Work to complete >> Change every "photo" in the rows below to "image" and copy out the rest of each row unchanged. Leave the pictures out of your answer.

....

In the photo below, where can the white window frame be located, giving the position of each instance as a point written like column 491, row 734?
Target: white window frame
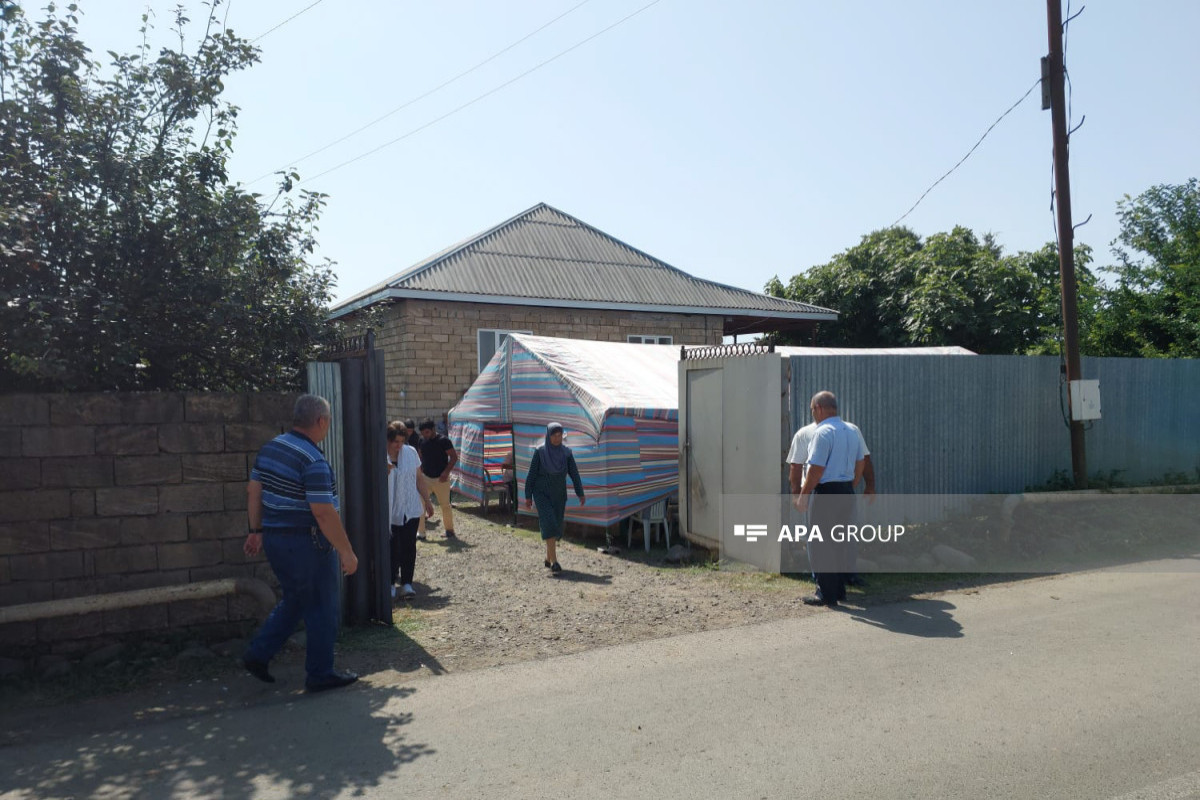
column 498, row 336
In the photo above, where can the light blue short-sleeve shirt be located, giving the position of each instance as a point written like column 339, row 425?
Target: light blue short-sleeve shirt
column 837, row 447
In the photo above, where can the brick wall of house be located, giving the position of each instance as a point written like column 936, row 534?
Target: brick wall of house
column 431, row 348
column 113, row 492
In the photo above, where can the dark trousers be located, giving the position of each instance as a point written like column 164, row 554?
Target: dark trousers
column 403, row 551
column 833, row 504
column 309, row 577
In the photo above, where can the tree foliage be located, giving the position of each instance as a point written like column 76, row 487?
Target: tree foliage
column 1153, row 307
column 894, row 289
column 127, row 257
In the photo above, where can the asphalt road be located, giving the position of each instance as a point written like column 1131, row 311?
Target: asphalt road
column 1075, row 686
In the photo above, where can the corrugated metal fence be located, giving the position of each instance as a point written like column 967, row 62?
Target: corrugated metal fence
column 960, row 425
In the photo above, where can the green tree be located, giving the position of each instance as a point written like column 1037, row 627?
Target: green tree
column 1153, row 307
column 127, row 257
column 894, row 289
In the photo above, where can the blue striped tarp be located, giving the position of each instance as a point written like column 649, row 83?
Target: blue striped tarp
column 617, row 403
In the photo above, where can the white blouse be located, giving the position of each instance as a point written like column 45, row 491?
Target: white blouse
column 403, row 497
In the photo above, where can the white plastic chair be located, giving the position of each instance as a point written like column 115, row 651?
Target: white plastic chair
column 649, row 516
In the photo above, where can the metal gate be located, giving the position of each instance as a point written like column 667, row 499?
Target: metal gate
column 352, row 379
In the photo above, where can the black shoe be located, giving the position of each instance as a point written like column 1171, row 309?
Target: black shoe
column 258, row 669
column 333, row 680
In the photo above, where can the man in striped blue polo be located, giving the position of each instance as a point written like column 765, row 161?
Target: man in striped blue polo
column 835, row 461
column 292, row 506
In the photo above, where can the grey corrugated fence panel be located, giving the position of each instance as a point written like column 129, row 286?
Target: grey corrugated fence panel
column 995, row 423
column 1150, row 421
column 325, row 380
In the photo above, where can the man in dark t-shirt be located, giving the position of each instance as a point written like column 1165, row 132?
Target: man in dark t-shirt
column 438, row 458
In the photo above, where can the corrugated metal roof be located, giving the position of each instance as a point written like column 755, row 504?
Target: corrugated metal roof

....

Exercise result >>
In the image below, where can the white window frame be located, giving the position of each instance as a point written like column 491, row 734?
Target: white window frame
column 498, row 336
In the image above, where can the light blue short-sleeve shirt be located, giving the position of each instance as a point written like column 339, row 425?
Target: light blue short-sleeve shirt
column 837, row 447
In the image above, where can the brick wall of house be located, giving the position of each instance as a point written like column 936, row 534?
Target: brick wall of house
column 431, row 348
column 113, row 492
In the image above, where can the dark trousers be located, giving the position of each instance as a point written like column 164, row 554?
Target: dark trousers
column 403, row 551
column 833, row 504
column 309, row 577
In the image above, where can the tree foliage be located, giving the position of each instance as a point written like column 76, row 487?
Target: tree foliage
column 1153, row 307
column 894, row 289
column 127, row 257
In the image above, where can the asphalt road be located, giving the position of each instance as a point written like column 1131, row 311?
Target: asphalt road
column 1075, row 686
In the image above, where can the corrugated metal fence be located, giving the position of each instance as a point written like column 967, row 62?
Target: corrugated metal fence
column 960, row 425
In the image above, where can the green tree be located, giving the position of each instance as a point written like column 1037, row 627?
Target: green tree
column 1153, row 307
column 127, row 257
column 894, row 289
In the image above, where can the blue striped tarp be located, giving the position of each instance as a point written like column 649, row 83?
Target: blue striped tarp
column 617, row 403
In the image above, where can the white blouse be located, giving the position of each instance as a point written like column 45, row 491?
Target: white blouse
column 403, row 497
In the image above, where can the white plastic chair be located, giving the position of each instance as a point written like column 115, row 651?
Target: white plastic chair
column 649, row 516
In the image above, where can the metal gate be located, giving the position of each instance as a point written like column 667, row 499?
Target: metal gate
column 352, row 379
In the image above, where can the black shoe be located, giving the position of each instance as a point written like column 1171, row 309?
Target: black shoe
column 258, row 669
column 333, row 680
In the image above, where can the man in striped blue polo be located, giving the position of each instance as a point written like column 765, row 161?
Target: man in striped blue polo
column 835, row 461
column 292, row 506
In the image above, where can the grey corrugated fence panel be located, giving the position of each instance as a point written like column 129, row 286?
Target: grey corrugated fence panel
column 995, row 423
column 1150, row 421
column 325, row 380
In the image above, where can the man in dark t-shirt be located, giving the position of each instance as a point written like column 1165, row 132?
Target: man in dark t-shirt
column 438, row 458
In the image above, where can the corrugated metal roof be located, giving the position of each instance as a point written like column 755, row 504?
Target: corrugated metal roof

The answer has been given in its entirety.